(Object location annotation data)
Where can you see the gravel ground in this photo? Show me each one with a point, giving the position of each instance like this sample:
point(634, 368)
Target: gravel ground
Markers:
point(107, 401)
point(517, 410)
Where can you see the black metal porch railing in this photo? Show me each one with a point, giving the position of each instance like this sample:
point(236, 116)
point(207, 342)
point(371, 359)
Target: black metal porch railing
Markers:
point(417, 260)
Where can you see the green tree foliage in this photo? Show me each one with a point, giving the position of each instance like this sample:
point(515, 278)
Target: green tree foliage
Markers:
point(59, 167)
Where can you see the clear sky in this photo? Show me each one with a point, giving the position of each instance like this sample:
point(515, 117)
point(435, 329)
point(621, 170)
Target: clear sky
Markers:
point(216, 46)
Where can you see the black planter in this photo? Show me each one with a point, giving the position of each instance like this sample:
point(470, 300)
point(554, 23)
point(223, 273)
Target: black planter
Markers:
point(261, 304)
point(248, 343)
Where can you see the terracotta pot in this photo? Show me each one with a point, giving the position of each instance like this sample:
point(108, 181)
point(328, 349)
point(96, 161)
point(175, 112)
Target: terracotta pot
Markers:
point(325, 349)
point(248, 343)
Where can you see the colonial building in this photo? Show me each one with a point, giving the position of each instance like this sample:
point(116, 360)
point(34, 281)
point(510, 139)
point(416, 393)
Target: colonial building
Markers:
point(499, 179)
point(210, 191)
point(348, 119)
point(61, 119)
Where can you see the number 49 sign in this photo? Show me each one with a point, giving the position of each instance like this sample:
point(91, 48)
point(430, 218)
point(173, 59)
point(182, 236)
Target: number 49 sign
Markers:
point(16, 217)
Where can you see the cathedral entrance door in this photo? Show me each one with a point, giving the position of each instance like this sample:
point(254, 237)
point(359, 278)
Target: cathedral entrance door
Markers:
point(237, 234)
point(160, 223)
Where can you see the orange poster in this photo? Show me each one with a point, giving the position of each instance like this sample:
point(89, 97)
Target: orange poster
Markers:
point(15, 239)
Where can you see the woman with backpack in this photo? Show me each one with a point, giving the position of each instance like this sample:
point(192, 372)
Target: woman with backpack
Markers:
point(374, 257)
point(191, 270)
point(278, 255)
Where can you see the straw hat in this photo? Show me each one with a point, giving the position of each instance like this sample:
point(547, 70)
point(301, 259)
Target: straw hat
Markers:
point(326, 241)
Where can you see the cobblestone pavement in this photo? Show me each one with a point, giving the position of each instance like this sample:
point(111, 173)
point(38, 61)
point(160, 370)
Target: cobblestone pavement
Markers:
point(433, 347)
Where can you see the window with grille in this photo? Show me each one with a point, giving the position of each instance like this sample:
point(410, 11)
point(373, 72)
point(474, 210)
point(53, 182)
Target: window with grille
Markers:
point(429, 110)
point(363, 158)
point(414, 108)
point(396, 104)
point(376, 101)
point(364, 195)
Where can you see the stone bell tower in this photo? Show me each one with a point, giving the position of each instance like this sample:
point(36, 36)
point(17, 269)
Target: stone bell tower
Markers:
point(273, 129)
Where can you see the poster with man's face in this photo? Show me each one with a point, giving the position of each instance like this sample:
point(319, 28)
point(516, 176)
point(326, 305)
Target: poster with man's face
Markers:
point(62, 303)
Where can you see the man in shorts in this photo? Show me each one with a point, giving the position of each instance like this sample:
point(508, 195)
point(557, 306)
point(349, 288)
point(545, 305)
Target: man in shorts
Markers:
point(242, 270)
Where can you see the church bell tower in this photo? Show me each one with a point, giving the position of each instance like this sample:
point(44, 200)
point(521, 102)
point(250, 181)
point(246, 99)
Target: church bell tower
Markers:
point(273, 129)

§ **DIRECTIVE**
From the data, pull out the lines that start at the one containing "Where can you see the poster" and end with the one containing "point(62, 303)". Reproduce them unchanged.

§ **REPLY**
Where can you see the poster with man's face in this photo? Show me each one with a point, giving the position of each instance like this sample:
point(319, 28)
point(516, 176)
point(326, 305)
Target: poster with man's face
Markers:
point(62, 303)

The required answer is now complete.